Exercise text
################
I-Mab has solidified its pivot to givastomig by buying out the owner of an antibody used in the therapy.
Maryland-based I-Mab kicked off the year by announcing that it was pausing work on the Sanofi-partnered anti-CD73 antibody uliledlimab and was instead focusing on the CLDN18.2x4-1BB bispecific givastomig. That move involved laying off around 27% of the biotech’s employees.
Now, I-Mab is strengthening its rights to givastomig by buying Bridge Health, which owns the CLDN18.2 parental antibody used in the drug. Bridge Health’s antibody is considered to be the secret sauce to givastomig’s potential success, with I-Mab pointing out in the July 17 release that the CLDN18.2 parental antibody “has been observed to exhibit stronger binding affinity to cell lines expressing high, medium and even low levels of CLDN18.2.”
“These characteristics are believed to be core to the differentiation of givastomig as a potential best-in-class, bispecific antibody designed to treat Claudin 18.2-positive cancers,” I-Mab explained in the release.
To secure the antibody, I-Mab is paying $1.8 million upfront to buy Bridge Health, to be followed by noncontingent quarterly payments totaling $1.2 million.
Bridge Health’s shareholders could also be in line for up to $3.9 million in potential development and regulatory milestones under the agreement.
Givastomig is being jointly developed through a global partnership with ABL Bio, in which I-Mab is the lead party and shares worldwide rights equally with ABL Bio, excluding greater China and South Korea.
################
Given information
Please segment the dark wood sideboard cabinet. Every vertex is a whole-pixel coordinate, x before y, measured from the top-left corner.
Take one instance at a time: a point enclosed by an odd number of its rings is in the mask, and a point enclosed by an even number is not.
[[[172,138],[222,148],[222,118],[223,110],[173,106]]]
################
Your tasks
[a] List every company the I-Mab news article names.
[b] According to the I-Mab news article, how much is I-Mab paying upfront to buy Bridge Health?
[c] Extend the I-Mab news article past its final paragraph.

Responses per task
[a] I-Mab, Sanofi, Bridge Health, ABL Bio

[b] $1.8 million

[c]
I-Mab is pitching the bispecific as a candidate that can work in people with low levels of CLDN18.2 expression, improve upon the efficacy offered by Astellas’ Vyloy and be more tolerable than antibody-drug conjugates. So far, the drug has been tied to a 83% objective response rate in certain doses in a phase 1b trial in gastric cancers.
I-Mab CEO Sean Fu, Ph.D., said “faster than expected enrollment” in a phase 2 trial meant the company is now eyeing a top-line readout in the first quarter of 2026. There is also potential to expand the drug into other solid tumors.
“With this transaction, I-Mab has further enriched the potential value of givastomig by strengthening upstream intellectual property rights, reducing future milestone payments, and unencumbering givastomig of future royalties,” Fu added in the release. “Positive phase 1b dose escalation data recently presented at ESMO GI 2025 has enhanced our confidence that givastomig has the potential to be a best-in-class CLDN18.2-directed therapy for gastric cancers and beyond.”